#### REQUEST:
Transcribe the tail of the listing: start at the line containing "For this evaluation, locate the roof rack" and stop after the last line, keeping every character as is and adding nothing.

#### RECORDS PROVIDED:
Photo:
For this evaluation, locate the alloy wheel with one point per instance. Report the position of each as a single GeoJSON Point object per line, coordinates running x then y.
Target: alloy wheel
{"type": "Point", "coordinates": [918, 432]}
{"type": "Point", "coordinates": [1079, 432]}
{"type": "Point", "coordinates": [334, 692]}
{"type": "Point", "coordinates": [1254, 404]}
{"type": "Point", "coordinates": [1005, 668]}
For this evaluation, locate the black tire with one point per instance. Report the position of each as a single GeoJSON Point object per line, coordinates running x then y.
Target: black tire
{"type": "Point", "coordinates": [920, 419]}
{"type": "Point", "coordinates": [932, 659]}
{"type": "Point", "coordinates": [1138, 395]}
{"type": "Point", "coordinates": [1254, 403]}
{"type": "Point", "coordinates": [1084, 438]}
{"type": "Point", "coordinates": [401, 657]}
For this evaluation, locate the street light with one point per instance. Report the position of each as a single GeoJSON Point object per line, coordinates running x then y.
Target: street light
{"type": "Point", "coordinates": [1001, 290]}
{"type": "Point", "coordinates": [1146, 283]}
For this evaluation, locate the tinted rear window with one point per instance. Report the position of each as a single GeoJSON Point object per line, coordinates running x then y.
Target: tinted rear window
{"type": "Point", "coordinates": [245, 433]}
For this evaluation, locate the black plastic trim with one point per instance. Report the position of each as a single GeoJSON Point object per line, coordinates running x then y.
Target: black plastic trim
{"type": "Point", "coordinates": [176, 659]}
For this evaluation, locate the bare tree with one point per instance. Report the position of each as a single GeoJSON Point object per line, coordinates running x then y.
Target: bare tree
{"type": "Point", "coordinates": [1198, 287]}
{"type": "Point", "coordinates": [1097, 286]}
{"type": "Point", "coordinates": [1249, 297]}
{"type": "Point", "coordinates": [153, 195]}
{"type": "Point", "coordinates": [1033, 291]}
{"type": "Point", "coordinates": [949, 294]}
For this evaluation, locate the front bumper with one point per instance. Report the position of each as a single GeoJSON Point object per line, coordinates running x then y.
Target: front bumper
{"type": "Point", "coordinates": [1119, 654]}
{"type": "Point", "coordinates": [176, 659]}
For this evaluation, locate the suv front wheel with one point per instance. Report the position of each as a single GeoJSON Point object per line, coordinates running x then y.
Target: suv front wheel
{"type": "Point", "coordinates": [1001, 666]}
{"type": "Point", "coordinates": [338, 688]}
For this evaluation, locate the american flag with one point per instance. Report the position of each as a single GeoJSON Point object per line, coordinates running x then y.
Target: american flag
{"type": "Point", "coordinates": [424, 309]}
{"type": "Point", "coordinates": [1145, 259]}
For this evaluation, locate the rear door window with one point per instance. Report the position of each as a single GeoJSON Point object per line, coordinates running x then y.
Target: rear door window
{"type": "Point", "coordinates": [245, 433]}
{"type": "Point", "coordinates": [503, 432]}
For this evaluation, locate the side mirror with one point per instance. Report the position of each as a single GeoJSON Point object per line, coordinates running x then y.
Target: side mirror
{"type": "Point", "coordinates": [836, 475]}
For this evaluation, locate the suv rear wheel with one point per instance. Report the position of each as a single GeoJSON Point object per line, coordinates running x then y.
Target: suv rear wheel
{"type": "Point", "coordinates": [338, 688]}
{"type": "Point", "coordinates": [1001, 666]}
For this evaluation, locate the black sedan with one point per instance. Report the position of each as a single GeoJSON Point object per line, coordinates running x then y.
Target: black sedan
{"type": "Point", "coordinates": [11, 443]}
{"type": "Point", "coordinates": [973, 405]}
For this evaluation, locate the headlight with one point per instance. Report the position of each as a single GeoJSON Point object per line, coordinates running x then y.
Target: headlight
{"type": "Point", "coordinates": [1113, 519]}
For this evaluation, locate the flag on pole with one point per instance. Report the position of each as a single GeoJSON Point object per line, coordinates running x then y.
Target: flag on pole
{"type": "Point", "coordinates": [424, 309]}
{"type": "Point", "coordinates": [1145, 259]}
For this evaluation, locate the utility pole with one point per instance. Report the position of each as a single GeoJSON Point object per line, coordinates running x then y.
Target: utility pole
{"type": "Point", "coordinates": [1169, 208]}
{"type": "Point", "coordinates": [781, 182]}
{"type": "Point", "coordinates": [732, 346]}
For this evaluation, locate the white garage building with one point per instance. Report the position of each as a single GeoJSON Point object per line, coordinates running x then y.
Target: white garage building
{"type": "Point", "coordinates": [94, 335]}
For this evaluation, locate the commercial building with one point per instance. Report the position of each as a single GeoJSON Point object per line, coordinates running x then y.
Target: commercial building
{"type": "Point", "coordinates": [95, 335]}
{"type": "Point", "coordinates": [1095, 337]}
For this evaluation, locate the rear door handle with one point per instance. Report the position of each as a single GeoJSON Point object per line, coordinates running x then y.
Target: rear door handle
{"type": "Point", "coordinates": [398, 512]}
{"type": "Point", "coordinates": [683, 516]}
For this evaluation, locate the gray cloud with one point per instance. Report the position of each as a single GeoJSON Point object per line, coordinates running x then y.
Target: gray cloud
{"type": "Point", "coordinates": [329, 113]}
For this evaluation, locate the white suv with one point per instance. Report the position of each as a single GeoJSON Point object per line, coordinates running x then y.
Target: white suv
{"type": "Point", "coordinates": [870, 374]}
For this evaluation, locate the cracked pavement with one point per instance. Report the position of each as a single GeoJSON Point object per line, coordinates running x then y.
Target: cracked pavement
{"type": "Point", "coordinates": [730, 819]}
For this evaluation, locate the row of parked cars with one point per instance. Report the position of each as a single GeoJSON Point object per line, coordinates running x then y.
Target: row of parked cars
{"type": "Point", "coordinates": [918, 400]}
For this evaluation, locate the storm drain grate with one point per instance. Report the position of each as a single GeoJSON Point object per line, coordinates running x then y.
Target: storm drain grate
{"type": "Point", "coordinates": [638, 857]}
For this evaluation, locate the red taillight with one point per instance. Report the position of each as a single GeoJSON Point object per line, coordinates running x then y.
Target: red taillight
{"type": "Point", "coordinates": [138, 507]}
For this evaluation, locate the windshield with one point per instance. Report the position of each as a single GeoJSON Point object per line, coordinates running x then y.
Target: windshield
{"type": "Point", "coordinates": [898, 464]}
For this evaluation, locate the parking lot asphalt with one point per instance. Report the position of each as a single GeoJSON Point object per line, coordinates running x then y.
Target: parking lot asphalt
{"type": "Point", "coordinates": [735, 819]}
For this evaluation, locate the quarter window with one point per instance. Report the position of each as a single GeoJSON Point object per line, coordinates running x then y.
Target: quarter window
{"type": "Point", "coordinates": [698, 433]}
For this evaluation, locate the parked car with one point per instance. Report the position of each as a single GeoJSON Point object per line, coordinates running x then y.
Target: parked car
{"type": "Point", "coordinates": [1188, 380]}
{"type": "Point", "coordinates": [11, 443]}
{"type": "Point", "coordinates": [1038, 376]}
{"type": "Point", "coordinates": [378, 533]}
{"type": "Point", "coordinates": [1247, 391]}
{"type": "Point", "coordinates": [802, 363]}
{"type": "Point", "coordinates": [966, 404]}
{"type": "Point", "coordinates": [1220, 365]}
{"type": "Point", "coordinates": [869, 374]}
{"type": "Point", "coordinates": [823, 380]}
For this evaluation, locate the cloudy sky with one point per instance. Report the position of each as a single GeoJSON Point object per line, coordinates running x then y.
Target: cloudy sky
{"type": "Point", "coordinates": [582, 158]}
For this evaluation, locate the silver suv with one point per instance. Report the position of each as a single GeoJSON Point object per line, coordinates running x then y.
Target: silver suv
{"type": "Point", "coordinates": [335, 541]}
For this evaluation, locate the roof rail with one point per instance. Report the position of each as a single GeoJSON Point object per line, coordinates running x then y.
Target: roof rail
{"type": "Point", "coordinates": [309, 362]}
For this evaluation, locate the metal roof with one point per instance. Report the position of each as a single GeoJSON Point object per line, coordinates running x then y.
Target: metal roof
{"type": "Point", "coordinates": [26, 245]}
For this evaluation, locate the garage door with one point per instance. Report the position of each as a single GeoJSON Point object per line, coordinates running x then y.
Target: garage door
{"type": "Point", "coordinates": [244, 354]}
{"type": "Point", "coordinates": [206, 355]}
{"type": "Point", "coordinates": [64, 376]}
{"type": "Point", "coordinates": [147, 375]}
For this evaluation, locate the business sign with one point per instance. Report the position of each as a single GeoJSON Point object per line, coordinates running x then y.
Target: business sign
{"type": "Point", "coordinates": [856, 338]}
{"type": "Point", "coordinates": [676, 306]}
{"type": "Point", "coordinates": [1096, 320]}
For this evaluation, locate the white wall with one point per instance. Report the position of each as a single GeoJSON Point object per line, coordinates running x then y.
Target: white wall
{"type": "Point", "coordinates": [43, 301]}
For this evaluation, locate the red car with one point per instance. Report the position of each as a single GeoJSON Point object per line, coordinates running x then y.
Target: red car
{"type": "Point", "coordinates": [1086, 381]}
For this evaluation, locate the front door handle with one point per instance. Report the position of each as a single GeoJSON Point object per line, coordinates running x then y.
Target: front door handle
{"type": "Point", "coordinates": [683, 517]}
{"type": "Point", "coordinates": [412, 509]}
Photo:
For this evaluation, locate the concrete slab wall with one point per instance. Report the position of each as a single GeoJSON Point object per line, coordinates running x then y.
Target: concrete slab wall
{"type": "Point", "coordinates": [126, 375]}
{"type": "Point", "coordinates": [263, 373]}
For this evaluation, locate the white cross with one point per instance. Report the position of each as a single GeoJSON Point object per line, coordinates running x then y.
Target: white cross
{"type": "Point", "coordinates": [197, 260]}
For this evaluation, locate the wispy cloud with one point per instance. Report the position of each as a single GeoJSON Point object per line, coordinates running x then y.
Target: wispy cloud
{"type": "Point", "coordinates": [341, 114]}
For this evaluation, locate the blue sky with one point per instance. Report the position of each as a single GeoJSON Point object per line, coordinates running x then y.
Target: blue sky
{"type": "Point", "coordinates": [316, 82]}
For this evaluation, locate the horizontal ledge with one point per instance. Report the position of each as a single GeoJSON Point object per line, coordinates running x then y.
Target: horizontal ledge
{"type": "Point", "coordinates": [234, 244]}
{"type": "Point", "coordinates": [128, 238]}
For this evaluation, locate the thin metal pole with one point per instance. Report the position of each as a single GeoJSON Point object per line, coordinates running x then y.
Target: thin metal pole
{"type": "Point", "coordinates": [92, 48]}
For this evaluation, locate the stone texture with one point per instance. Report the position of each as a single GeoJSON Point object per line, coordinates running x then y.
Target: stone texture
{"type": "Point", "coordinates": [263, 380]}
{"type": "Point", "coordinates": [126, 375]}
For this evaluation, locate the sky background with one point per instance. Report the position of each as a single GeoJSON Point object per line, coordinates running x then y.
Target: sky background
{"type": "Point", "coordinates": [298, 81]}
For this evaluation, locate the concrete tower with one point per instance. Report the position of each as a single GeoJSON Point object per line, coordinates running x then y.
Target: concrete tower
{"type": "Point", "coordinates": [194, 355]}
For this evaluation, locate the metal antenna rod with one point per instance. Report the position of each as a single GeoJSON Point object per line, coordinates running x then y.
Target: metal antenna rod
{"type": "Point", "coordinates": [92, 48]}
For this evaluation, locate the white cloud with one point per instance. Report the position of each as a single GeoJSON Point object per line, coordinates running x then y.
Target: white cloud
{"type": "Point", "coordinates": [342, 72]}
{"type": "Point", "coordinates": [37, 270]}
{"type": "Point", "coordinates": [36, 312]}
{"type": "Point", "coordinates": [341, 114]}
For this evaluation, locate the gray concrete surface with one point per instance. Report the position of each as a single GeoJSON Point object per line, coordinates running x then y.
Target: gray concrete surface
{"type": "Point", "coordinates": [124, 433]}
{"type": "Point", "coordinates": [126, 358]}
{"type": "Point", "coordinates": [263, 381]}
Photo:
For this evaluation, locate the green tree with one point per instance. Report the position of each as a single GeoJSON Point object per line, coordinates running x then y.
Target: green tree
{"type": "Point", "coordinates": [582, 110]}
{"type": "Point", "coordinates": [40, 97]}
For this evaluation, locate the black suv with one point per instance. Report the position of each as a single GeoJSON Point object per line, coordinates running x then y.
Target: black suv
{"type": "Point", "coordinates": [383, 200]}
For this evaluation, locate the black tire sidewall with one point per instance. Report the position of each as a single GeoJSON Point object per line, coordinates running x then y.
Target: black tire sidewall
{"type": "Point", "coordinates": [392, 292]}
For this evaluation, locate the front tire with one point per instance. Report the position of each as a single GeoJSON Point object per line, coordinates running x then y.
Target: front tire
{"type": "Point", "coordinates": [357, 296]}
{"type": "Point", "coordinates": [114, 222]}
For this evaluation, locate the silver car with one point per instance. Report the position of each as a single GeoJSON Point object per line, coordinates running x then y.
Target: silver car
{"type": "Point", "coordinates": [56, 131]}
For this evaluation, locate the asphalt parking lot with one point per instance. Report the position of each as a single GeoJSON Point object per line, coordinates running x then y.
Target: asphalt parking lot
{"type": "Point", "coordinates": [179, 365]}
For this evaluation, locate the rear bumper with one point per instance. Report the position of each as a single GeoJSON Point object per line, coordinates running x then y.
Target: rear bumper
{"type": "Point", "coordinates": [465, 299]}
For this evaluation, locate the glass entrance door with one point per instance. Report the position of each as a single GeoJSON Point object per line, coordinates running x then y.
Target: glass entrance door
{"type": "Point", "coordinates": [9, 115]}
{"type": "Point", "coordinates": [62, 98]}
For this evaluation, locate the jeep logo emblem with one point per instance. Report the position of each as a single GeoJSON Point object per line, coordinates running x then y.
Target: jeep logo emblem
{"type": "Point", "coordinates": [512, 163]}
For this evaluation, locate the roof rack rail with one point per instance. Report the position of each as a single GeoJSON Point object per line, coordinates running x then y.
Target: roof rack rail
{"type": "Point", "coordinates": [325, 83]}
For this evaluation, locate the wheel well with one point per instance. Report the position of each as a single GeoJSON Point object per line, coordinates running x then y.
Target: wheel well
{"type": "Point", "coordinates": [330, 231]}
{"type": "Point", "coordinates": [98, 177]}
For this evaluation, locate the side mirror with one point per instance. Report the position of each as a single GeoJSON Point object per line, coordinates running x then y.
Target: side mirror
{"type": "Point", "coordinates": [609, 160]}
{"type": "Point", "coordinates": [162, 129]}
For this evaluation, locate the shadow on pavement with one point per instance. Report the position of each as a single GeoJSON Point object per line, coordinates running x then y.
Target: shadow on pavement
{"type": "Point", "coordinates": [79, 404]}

#### COMPLETE OUTPUT:
For this evaluation, locate the roof rack rail with one point per instance. Report the position of each as a single GeoJSON Point object per line, coordinates running x then y.
Target: roof rack rail
{"type": "Point", "coordinates": [325, 83]}
For this evaluation, locate the wheel well with one point per instance. Report the position of each as a single GeoJSON Point object per line, coordinates running x then y.
Target: wheel well
{"type": "Point", "coordinates": [330, 231]}
{"type": "Point", "coordinates": [98, 177]}
For this evaluation, locate the side mirror with one point per instance. Report the position of each as a single GeoJSON Point object per line, coordinates running x then y.
Target: side mirror
{"type": "Point", "coordinates": [609, 160]}
{"type": "Point", "coordinates": [162, 129]}
For this evaluation, locate the shadow on pavement with one point per instance. Report the position of each as a single GeoJSON Point object per line, coordinates running x then y.
Target: shadow on pavement
{"type": "Point", "coordinates": [79, 404]}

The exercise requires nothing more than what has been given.